● **Job**: Rewrite the rows that follow, putting "most central within it" wherever "deepest inside it" appears and leaving everything else untouched.

(Named object pointing entries)
▼

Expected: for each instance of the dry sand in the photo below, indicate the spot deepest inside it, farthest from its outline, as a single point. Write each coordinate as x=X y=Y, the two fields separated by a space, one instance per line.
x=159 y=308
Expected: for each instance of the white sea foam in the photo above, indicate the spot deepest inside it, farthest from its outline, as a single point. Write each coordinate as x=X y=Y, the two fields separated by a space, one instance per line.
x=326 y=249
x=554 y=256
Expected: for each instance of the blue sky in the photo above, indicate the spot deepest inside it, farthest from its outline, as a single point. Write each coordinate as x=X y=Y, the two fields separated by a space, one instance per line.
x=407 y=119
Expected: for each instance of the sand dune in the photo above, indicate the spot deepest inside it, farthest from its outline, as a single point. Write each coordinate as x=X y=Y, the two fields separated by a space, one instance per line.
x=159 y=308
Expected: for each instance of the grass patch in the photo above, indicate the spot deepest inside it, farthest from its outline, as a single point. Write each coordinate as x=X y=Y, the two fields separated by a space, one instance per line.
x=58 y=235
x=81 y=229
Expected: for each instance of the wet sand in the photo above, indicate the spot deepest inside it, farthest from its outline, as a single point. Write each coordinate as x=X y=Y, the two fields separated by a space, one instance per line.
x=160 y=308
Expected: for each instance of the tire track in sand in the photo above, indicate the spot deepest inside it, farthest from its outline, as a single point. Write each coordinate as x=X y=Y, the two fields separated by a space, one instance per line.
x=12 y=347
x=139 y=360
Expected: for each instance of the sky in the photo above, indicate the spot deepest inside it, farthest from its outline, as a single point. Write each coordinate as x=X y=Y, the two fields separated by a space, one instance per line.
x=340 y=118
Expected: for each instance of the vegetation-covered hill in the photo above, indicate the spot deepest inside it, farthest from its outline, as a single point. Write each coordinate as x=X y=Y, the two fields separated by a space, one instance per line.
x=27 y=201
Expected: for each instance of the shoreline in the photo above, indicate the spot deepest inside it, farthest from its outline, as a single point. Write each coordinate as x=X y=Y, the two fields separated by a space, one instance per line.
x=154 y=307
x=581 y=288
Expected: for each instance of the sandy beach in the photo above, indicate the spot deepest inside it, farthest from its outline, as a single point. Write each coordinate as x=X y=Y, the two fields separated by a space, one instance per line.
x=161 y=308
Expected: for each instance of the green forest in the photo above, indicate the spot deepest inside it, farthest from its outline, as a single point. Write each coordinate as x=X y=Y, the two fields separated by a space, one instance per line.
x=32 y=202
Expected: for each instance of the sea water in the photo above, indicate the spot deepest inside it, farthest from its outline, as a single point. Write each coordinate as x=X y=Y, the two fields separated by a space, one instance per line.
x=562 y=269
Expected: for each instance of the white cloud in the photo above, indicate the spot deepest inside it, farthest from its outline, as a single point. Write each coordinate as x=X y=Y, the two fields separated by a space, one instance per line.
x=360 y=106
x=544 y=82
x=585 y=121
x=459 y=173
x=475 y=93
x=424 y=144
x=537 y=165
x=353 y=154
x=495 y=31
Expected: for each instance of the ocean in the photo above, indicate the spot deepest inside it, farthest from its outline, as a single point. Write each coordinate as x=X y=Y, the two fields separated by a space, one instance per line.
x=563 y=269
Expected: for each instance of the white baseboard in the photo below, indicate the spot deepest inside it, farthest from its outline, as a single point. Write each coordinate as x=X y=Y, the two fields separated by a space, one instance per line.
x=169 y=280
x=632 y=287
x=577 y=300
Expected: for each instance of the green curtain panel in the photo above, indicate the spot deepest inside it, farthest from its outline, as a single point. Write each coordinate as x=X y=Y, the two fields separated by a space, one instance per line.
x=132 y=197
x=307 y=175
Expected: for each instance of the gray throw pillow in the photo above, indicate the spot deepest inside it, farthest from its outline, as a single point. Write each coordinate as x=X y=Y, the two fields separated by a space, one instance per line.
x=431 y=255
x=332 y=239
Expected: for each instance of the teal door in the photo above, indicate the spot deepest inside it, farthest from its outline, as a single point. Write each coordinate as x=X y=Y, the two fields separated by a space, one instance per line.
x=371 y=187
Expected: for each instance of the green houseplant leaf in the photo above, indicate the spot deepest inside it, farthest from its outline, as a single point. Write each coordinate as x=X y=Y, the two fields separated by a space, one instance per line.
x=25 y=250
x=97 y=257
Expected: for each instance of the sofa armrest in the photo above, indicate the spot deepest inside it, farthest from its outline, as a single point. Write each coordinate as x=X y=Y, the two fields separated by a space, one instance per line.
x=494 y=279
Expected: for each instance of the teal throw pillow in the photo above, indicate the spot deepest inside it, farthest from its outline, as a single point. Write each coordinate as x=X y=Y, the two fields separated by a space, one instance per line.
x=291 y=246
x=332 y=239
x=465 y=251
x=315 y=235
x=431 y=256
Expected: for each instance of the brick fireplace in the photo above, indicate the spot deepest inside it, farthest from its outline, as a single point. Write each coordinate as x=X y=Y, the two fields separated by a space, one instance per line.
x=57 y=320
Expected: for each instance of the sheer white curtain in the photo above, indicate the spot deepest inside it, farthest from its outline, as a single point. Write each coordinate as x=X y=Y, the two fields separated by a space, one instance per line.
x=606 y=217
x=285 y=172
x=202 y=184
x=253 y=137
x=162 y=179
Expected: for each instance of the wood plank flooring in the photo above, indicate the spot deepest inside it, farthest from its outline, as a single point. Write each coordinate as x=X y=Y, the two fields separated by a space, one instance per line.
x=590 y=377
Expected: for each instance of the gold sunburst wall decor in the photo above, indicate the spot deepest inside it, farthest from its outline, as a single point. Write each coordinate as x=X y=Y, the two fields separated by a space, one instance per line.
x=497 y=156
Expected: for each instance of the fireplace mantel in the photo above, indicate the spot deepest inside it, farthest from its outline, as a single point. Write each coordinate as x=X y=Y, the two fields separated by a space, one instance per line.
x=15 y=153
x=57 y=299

▲

● **Answer to the task**:
Expected: for each instance of the dry sand in the photo below, indicate the spot most central within it, farthest from its outline, as a single point. Write each coordinate as x=X y=Y, the two fields separated by a space, one instance per line.
x=159 y=308
Expected: for each instance of the white sea foam in the photo above, indicate the spot most central within it, farthest from its outline, as a single point. Write each coordinate as x=X y=Y, the two fields separated by a space, one instance per line.
x=326 y=249
x=554 y=256
Expected: for each instance of the blue sky in the photo above, indicate the spot most central within it, farthest from its outline, as a single point. Write each coordinate as x=X y=Y, the two fields separated by a space, one instance per line.
x=407 y=119
Expected: for each instance of the sand dune in the photo above, indicate the spot most central within it, farthest from its outline, as a single point. Write each coordinate as x=X y=Y, the two fields separated by a space, one instance per line.
x=159 y=308
Expected: for each instance of the grass patch in the photo above, indicate the spot most central within it, farthest from its outline, as a single point. Write each coordinate as x=X y=Y, the two fields separated by a space, one instance per line.
x=58 y=235
x=81 y=229
Expected: for each instance of the wet sand in the photo above, indicate the spot most central within it, farthest from its outline, as a single point. Write each coordinate as x=X y=Y, the two fields separated by a space, one instance per line.
x=160 y=308
Expected: for each instance of the tire track in sand in the photo above, indicate the spot most central within it, farthest from its outline, as a single point. Write each coordinate as x=X y=Y, the two fields separated by a space, one instance per line.
x=12 y=347
x=139 y=360
Expected: for each instance of the sky in the photo above, indicate the spot most central within it, farthest from its outline, as a single point. Write each coordinate as x=X y=Y, the two fields separated by a space, one instance per line.
x=340 y=118
Expected: for each instance of the vegetation-covered hill in the photo above, indicate the spot most central within it, farthest from its outline, as a single point. Write each coordinate as x=X y=Y, the two fields separated by a space, one instance per line.
x=27 y=201
Expected: for each instance of the shoreline in the photo above, indicate the spot most central within it, farthest from its outline, as a single point. Write each coordinate as x=X y=Y, the two fields separated by a space, one instance per line.
x=154 y=307
x=581 y=288
Expected: for each instance of the sandy beach in the photo above, indicate the spot most central within it, farthest from its outline, as a single point. Write each coordinate as x=X y=Y, the two fields separated by a space, one instance per line.
x=161 y=308
Expected: for each instance of the green forest in the photo above, indicate the spot most central within it, farthest from its outline, as a single point. Write each coordinate as x=X y=Y, the two fields separated by a space, one instance per line.
x=32 y=202
Expected: for each instance of the sea water in the photo above, indicate the spot most central within it, farthest from its outline, as a single point. Write each coordinate as x=X y=Y, the two fields separated by a space, one instance per line.
x=562 y=269
Expected: for each instance of the white cloud in the photo above, indicate the spot most central within it, farthest from its outline, as a single point. Write each coordinate as x=X y=Y, the two fields separated by a space, one instance per line.
x=360 y=106
x=544 y=82
x=585 y=121
x=459 y=173
x=475 y=93
x=424 y=144
x=537 y=165
x=353 y=154
x=495 y=31
Expected: for each instance of the ocean in the photo above, indicate the spot most central within it, farthest from its outline, as a single point. Write each coordinate as x=X y=Y, the two fields separated by a space, one instance per line.
x=563 y=269
Expected: for each instance of the white baseboard in the photo below, indicate the spot most central within it, farthest from its outline, as a single point. Write each coordinate as x=X y=Y, the two fields separated by a space, one instance per line.
x=169 y=280
x=632 y=287
x=577 y=300
Expected: for each instance of the green curtain panel in the photo above, indicate the spot most central within it, farthest from its outline, as a single point. Write each coordinate as x=X y=Y, the two fields separated by a space, one instance per line.
x=132 y=197
x=307 y=175
Expected: for each instance of the gray throw pillow in the photo above, indicate the spot most central within it, farthest from its outline, as a single point. Write each coordinate as x=X y=Y, the two fields separated by a space, one instance per line.
x=431 y=255
x=332 y=239
Expected: for each instance of the teal door in the photo above, indicate the spot most central within it, farthest from its outline, as a single point. Write each coordinate as x=X y=Y, the two fields separated by a space, one instance per line.
x=371 y=187
Expected: for each instance of the green houseplant leaf in the photo above, indicate the spot most central within it, farthest from its outline, as a single point. Write each coordinate as x=X y=Y, the two fields separated by a space, one instance per line.
x=25 y=250
x=97 y=257
Expected: for each instance of the sofa armrest in the photo above, indicate the spot most central within it, farthest from its outline, as a single point. Write each coordinate as x=X y=Y, the two fields separated by a space, one instance per line.
x=494 y=279
Expected: for each instance of the teal throw pillow in the photo above, indicate the spot most central within it, farthest from its outline, as a single point. Write each coordinate as x=X y=Y, the two fields separated by a space, one instance per line.
x=291 y=246
x=332 y=239
x=465 y=251
x=315 y=235
x=431 y=256
Expected: for each instance of the brick fireplace in the photo above, indicate the spot most central within it, farthest from its outline, as a single point. Write each coordinate as x=X y=Y, the two fields separated by a space, one instance per line.
x=57 y=320
Expected: for each instance of the sheer white curtain in the photo above, indicate the spot most central within it, farthest from its outline, as a single point. Write each coordinate as x=X y=Y, the two fields separated by a space, one instance per line.
x=606 y=217
x=285 y=172
x=202 y=184
x=253 y=137
x=162 y=179
Expected: for each instance of the wood plank flooring in the photo above, indicate the spot most central within it, farthest from its outline, as a single point. Write each coordinate as x=X y=Y, the two fields separated by a space, one instance per line.
x=590 y=377
Expected: for each instance of the gold sunburst wall decor in the photo above, indicate the spot most central within it, farthest from its outline, as a single point. Write each coordinate as x=X y=Y, the two fields separated by a space, one instance per line.
x=497 y=156
Expected: for each instance of the fireplace mantel in the photo above, indicate the spot most central within it, farthest from its outline, as a single point. Write each coordinate as x=X y=Y, the two fields separated by a space, one instance per line.
x=15 y=153
x=57 y=299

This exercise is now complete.